### [RECORDS]
Content starts
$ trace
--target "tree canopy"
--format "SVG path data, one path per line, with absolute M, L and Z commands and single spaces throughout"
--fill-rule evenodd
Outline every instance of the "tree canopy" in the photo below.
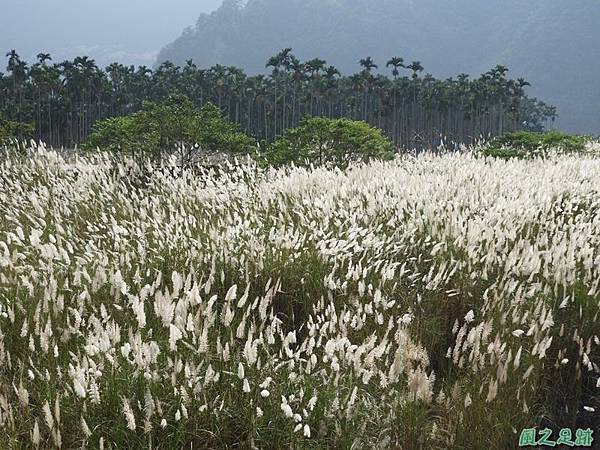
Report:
Content ends
Could you set down, exactly as written, every line from the one with "--fill-rule evenodd" to the end of the data, both ends included? Leave out the pictures.

### [RESPONSE AREA]
--fill-rule evenodd
Outline every instance of the "tree canopy" in the photo below.
Report:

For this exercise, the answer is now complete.